_Entries supplied_:

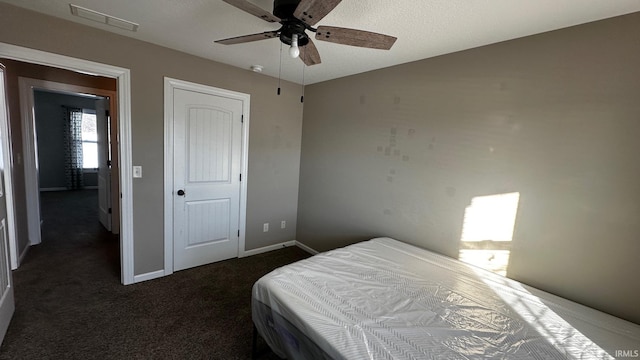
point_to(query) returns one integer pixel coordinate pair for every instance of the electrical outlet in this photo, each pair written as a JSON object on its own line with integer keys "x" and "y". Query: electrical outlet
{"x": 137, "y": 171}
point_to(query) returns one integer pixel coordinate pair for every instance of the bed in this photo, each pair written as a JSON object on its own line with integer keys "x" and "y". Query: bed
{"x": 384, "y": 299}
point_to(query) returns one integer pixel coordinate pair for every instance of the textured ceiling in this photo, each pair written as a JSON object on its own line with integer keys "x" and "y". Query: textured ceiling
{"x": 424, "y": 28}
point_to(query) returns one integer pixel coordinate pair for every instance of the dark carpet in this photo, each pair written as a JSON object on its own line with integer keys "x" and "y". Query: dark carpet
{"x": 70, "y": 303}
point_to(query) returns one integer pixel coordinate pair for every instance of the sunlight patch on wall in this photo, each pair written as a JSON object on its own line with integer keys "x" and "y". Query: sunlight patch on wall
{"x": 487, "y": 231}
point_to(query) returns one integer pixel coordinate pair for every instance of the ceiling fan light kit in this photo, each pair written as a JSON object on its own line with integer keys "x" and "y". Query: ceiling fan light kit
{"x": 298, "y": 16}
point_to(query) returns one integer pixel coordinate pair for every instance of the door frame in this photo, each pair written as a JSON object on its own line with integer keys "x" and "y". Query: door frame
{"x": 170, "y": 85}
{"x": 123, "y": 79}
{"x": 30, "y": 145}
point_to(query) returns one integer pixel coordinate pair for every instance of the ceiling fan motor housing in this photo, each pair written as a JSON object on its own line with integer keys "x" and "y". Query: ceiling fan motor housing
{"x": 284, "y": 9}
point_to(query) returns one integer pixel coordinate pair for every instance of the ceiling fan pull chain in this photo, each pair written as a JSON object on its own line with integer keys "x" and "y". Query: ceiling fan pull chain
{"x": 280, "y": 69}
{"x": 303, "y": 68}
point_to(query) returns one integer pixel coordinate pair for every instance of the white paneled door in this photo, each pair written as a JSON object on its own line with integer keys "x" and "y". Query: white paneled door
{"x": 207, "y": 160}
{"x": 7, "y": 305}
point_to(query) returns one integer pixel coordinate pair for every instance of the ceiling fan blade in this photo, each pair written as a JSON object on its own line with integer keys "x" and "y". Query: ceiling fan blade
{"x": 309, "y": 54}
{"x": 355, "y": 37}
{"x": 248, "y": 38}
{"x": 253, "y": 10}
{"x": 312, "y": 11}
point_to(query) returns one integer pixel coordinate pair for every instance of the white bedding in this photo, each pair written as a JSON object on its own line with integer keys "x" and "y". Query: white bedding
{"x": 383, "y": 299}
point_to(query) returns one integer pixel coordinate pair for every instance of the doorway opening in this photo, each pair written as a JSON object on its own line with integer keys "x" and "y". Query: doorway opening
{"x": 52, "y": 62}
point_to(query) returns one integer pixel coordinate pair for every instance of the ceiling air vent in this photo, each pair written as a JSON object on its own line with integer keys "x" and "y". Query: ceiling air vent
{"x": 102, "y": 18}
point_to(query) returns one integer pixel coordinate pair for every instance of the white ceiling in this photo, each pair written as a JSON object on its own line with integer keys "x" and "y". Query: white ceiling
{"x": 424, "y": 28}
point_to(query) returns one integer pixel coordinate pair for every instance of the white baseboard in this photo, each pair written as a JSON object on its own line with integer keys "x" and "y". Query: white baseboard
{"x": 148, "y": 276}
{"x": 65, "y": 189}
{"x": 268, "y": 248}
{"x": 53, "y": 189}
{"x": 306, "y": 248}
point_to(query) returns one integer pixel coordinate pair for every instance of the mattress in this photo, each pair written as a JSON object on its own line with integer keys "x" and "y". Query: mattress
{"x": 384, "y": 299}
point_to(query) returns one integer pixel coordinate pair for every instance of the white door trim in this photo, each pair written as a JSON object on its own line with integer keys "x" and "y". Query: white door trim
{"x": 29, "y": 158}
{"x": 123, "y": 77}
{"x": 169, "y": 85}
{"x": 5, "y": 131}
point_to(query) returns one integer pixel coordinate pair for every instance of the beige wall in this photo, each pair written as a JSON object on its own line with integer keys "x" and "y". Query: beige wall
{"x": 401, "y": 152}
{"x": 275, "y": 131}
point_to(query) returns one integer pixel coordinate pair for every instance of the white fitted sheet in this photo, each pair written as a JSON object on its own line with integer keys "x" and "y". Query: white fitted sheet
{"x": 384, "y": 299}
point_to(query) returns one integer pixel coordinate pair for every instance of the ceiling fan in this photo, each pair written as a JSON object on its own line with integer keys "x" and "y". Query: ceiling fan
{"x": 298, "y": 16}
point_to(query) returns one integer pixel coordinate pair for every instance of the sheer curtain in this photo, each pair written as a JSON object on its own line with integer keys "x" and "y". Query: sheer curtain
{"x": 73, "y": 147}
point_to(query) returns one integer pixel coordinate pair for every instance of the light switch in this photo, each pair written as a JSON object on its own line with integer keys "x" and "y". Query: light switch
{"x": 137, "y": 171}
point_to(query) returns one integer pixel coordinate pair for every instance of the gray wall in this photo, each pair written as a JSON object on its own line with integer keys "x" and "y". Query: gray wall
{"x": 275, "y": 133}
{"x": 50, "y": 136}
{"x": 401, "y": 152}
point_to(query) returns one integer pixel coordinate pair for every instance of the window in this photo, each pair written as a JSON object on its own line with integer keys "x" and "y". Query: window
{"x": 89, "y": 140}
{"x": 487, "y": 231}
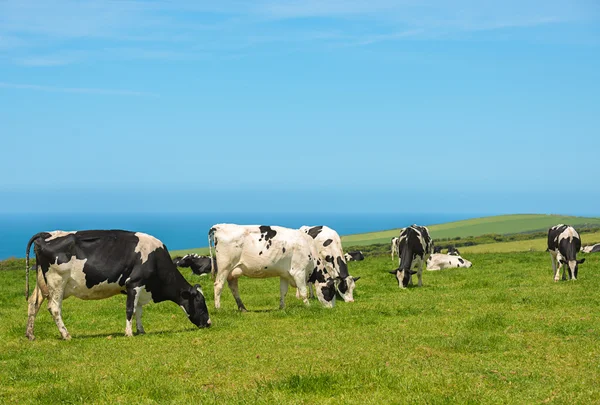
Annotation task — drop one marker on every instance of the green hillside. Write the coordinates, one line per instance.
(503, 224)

_Task to complete_:
Omitting all images, print the listing exactly.

_Output below_:
point_to(query) returns one integer pixel coordinate pair for every instance of the electrical outlet in this photo, each pair written as a JSON object on its own line with integer keys "x" and "y". Query: electrical outlet
{"x": 137, "y": 171}
point_to(query) returns one integer pixel coordinate pair for every instance of the bed in this photo, each pair written as a JSON object on its own line with integer keys "x" and "y". Query: bed
{"x": 384, "y": 299}
point_to(query) returns one integer pixel coordinate pair for every instance of the textured ceiling in this photo, each pair written as a JSON object on its own line with integer keys "x" and "y". Query: textured ceiling
{"x": 424, "y": 28}
point_to(query) returns one integer pixel coordinate pair for every instance of the dark carpet in this photo, each pair written as a JSON object on its own line with integer keys "x" and "y". Query: dark carpet
{"x": 70, "y": 303}
point_to(query) returns one integer pixel coordinate pair for every instance of the sunlight patch on wall in this photo, each pair written as a JSON object on its own line with integer keys "x" and "y". Query: sunlight patch on wall
{"x": 487, "y": 231}
point_to(query) returns one integer pixel coordinate pair for every instance of the ceiling fan light kit in this photo, each pair written as a JSON object on its own line with integer keys "x" and "y". Query: ceiling fan light kit
{"x": 298, "y": 16}
point_to(query) returns one integer pixel coordinate pair for every instance of the door frame in this photo, each pair written as a JSON object on its own line with integer keys "x" and "y". Query: door frame
{"x": 170, "y": 85}
{"x": 123, "y": 79}
{"x": 30, "y": 145}
point_to(query) returns one integer pixel coordinate pair for every instance of the ceiling fan motor housing in this photo, each pair written as a JSON object on its own line with integer keys "x" and "y". Query: ceiling fan motor housing
{"x": 284, "y": 9}
point_to(query) returns one integer pixel coordinate pair for every instance of the ceiling fan pull chain in this photo, each pair written as a JSON object on its own line with integer keys "x" and "y". Query: ceiling fan pull chain
{"x": 280, "y": 69}
{"x": 303, "y": 68}
point_to(query) returns one integer pixel coordinate pair for every instance of the white paneled door in this photo, each pair written as a JSON object on its own line with integer keys "x" and "y". Query: white paneled door
{"x": 207, "y": 160}
{"x": 7, "y": 305}
point_to(query) returns one integer pixel coordinate pair for every instance of the ceiling fan blade in this photo, each pair written as a JSON object on its own line with integer keys "x" and "y". Query: ceiling fan blade
{"x": 309, "y": 54}
{"x": 355, "y": 37}
{"x": 248, "y": 38}
{"x": 253, "y": 10}
{"x": 312, "y": 11}
point_to(query) returns one integer pixel coordinate pair for every instance of the white bedding in this photo, each pair written as a JSON object on its own line with integer keys "x" and "y". Query: white bedding
{"x": 383, "y": 299}
point_to(query) returns one integer pixel coordinate pair for every instance of the doorway opening in this photo, each pair written as a JSON object on its own line with integer keys "x" and "y". Query: doorway opening
{"x": 52, "y": 62}
point_to(query) returns one integer pixel coordinate pair for every instance of the ceiling air vent in this photo, each pair written as a JSON object on its own line with integer keys "x" and "y". Query: ceiling air vent
{"x": 102, "y": 18}
point_to(query) returns one integer pixel coordinate pair for every instance of the white ceiling in this photo, each pair written as a JSON object on its own line with integer keys "x" and "y". Query: white ceiling
{"x": 424, "y": 28}
point_to(query) returns one integer pixel coordinate pair for every instance of the white baseboard in this photo, each pair written as a JSON object on its own line with integer keys "x" and "y". Query: white baseboard
{"x": 148, "y": 276}
{"x": 65, "y": 189}
{"x": 268, "y": 248}
{"x": 53, "y": 189}
{"x": 306, "y": 248}
point_to(query) returns one integer pixel coordinate pair for every instance of the mattress in this photo, each pair written as a JSON object on its own line with integer keys "x" and "y". Query: mattress
{"x": 384, "y": 299}
point_to(query) returns one integer pixel coordinate pair for every instance of the white door trim in this photo, each pair written as a JSON object on its own line with integer keys "x" and "y". Query: white door trim
{"x": 29, "y": 158}
{"x": 123, "y": 77}
{"x": 169, "y": 85}
{"x": 5, "y": 131}
point_to(query) returns one integer pixel coordinate pair for every instance of the beige wall in this photo, each pair written as a JSON object on its own line with integer keys "x" and "y". Query: beige wall
{"x": 401, "y": 152}
{"x": 275, "y": 131}
point_to(query) returns one integer pixel coordinate pair for every instance of the white fitted sheet in this photo, each pair written as a JSON object on its own line with integer keys "x" and "y". Query: white fitted sheet
{"x": 384, "y": 299}
point_to(query) returns one integer pixel coordinate pair for every instance of the ceiling fan in this photo, each pair written as a JSON object on its own line with integer keys "x" and "y". Query: ceiling fan
{"x": 298, "y": 16}
point_to(query) returns one integer pixel coordinate pair for every instance of the sheer curtain in this photo, each pair written as a JSON object on its own line with integer keys "x" and "y". Query: sheer curtain
{"x": 73, "y": 147}
point_to(query) returns one integer pixel coordinate pair for every instance of the light switch in this photo, each pair written as a JSON object on its own line with integer keys "x" and "y". Query: light switch
{"x": 137, "y": 171}
point_to(query) returns one integer pixel coordinate pair for every instance of the gray wall in this photo, each pair written as a JSON object on its own line with integer keys "x" and "y". Query: gray wall
{"x": 275, "y": 133}
{"x": 50, "y": 136}
{"x": 401, "y": 152}
point_to(query) returns one integer pixel coordinate pair for every instance of the window in this photo, each pair written as a JSON object on its own line with integer keys "x" and "y". Query: window
{"x": 89, "y": 140}
{"x": 487, "y": 231}
Annotation task — drop one marker on every instance of the green hillside. Write the coordinates, one line per instance.
(503, 224)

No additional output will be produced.